* EXPLORE THE MATERIAL
a) Copy the text on devolution word for word between "Needless to say" and "of Commons chamber.", inclusive.
b) According to the text on devolution, where would the English Parliament sit under the proposed plan?

Understandably there has been increasing concern among English residents about the effect of devolution. Although the Scottish Parliament has tax raising powers, to date it has not chosen to apply them. However, Scotland receives a considerably larger proportion of tax revenues per head than England (a situation that was institutionalised in the 1970s after the imposition of the Barnett formula.) As a result, the Scottish Parliament has been able to provide preferential treatment to its residents in relation to university fees and health provision for the elderly. In Scotland, 51% of GDP is devoted to public spending, yet only 39% of GDP is taken in tax.
In essence, English taxpayers are subsidising Scottish taxpayers to enjoy public service benefits that they do not receive themselves. No one should be surprised that this has led to increasing disgruntlement for many English folk who now seek the establishment of an English Parliament.
I hope that the political establishment will now examine the constitution issue more broadly and deal with the ‘Scottish question’ at the same time as we look at proposals for House of Lords reform.
Since the expulsion of all bar 92 of the hereditary peers, I have in principle favoured the option of a largely-elected House of Lords. However, I recognise that such an outcome is unlikely to be within the realms of practical politics. For a start, the strongest opposition to an elected House of Lords comes from existing life peers from all parts of the political spectrum. In addition, even if the principle of election was established, it begs the question as to the timing and process of such an election ? would it be first past the post, proportional representation, for fixed or variable terms or on the same day as the general election? The list of practical difficulties is almost endless.
Needless to say there is also very little appetite amongst the general public for yet more elected politicians, so the solution I would prefer is one that has been put forward by one of my local constituents, Dr Jonathan Munday, a partner in a GP surgery in Pimlico. In simple terms his proposal is to abolish the House of Lords entirely. Having held a referendum throughout the United Kingdom to confirm democratic consent for continuance of the Union, I propose setting up a federal parliament with four national parliaments elected by first past the post for England, Wales, Scotland and Northern Ireland. Each national parliament would have all the powers of the current Scottish Parliament but also take on immigration and social services policy as well as enjoying full tax raising powers in its territory. The English Parliament would sit in the old House of Commons chamber.
Furthermore, each of the four national parliaments should then send representatives from their number according to their national populations to a federal UK Parliament (there would be no need for a specific election to the UK Parliament which would sit in the House of Lords chamber.) The UK Parliament would determine laws on the non-devolved issues of foreign policy and defence and enjoy limited economic responsibility to ensure that revenues from the richer parts of the UK could be transferred to poorer areas.
I believe that such a measure would help correct the obvious constitutional anomaly we have in relation to the House of Lords, but also address the increasing concern in the UK, and in particular in England, that the constituent parts of the United Kingdom are not getting a fair democratic or constitutional deal.

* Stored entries
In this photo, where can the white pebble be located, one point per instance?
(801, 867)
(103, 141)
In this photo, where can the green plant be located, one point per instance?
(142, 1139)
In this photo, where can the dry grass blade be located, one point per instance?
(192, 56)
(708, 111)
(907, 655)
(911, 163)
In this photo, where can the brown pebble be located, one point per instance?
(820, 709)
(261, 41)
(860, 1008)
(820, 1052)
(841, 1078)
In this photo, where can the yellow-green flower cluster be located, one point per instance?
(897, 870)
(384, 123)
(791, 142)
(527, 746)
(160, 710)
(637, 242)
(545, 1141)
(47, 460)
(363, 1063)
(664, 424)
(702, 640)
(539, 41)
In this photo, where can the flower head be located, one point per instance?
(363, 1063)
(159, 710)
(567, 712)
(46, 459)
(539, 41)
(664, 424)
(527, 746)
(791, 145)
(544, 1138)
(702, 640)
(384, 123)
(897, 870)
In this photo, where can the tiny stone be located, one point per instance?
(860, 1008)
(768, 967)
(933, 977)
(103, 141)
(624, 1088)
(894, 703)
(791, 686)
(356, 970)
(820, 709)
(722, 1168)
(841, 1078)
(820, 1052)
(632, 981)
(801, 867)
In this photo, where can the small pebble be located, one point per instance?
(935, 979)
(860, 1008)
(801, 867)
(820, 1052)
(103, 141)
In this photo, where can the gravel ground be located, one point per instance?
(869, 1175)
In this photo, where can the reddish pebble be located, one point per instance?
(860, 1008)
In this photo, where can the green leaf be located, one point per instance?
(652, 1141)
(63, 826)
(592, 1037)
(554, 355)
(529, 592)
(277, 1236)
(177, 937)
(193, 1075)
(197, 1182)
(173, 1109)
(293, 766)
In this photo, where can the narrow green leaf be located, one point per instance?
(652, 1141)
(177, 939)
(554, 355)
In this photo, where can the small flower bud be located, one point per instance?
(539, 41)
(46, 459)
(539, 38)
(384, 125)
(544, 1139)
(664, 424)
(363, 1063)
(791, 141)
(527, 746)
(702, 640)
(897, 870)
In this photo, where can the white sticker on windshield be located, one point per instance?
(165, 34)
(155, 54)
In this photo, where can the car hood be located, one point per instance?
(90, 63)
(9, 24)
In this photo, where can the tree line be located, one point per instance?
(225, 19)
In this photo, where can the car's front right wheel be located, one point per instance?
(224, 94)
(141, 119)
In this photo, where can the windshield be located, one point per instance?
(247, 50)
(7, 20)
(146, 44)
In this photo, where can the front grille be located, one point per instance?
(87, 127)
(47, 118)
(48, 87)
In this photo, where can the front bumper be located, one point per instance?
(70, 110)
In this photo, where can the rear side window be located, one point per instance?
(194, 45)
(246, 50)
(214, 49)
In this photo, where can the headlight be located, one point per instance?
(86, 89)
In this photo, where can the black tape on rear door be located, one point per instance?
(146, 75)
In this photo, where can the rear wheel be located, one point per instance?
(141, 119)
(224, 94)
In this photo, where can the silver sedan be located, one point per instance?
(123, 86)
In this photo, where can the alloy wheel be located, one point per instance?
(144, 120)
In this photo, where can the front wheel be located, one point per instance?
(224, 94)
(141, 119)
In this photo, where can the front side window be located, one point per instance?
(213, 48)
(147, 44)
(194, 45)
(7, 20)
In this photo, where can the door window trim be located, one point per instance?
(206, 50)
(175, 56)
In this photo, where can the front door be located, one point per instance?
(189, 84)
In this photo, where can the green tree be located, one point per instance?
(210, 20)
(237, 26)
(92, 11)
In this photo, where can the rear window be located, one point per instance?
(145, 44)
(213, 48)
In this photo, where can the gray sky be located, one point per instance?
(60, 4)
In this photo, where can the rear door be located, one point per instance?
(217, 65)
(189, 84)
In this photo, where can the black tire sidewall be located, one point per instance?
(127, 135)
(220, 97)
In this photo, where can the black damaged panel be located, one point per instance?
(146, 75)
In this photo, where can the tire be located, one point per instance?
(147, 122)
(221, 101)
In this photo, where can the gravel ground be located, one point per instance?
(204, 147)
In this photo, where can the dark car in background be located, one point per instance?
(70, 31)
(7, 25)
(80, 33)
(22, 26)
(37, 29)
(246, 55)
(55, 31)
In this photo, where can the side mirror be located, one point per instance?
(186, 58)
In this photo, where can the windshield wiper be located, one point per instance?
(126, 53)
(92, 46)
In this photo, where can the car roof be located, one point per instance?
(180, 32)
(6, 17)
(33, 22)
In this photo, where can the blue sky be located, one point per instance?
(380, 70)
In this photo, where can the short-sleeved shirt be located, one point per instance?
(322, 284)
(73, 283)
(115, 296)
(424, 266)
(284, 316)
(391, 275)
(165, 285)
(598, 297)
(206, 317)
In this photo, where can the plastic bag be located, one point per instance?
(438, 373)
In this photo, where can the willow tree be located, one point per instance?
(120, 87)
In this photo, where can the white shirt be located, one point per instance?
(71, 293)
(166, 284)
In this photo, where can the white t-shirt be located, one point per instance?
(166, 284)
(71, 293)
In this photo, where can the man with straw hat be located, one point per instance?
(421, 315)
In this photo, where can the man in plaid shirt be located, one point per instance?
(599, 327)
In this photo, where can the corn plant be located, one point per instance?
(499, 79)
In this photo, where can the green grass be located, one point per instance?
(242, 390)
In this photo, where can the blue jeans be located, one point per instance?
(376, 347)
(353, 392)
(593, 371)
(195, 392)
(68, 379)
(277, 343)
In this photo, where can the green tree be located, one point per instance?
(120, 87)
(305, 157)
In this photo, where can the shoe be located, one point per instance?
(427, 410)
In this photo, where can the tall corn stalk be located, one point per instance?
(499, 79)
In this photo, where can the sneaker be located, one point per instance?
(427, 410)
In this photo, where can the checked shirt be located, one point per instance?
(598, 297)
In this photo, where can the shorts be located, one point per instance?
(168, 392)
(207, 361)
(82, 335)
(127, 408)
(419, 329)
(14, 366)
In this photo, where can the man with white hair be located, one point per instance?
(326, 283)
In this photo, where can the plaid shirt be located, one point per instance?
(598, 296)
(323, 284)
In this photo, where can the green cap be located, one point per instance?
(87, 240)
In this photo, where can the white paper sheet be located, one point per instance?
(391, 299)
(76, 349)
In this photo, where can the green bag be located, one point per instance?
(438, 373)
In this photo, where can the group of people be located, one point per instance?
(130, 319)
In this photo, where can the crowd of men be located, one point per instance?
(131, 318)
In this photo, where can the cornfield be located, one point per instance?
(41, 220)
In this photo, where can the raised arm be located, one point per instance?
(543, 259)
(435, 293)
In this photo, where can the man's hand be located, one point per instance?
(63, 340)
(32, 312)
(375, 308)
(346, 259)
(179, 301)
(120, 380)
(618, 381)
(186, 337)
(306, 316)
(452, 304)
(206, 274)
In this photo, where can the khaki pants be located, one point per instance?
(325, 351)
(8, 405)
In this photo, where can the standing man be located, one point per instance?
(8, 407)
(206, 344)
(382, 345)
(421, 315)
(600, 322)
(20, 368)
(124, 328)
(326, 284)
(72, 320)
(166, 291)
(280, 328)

* ANSWERS GIVEN
a)
Needless to say there is also very little appetite amongst the general public for yet more elected politicians, so the solution I would prefer is one that has been put forward by one of my local constituents, Dr Jonathan Munday, a partner in a GP surgery in Pimlico. In simple terms his proposal is to abolish the House of Lords entirely. Having held a referendum throughout the United Kingdom to confirm democratic consent for continuance of the Union, I propose setting up a federal parliament with four national parliaments elected by first past the post for England, Wales, Scotland and Northern Ireland. Each national parliament would have all the powers of the current Scottish Parliament but also take on immigration and social services policy as well as enjoying full tax raising powers in its territory. The English Parliament would sit in the old House of Commons chamber.

b) In the old House of Commons chamber.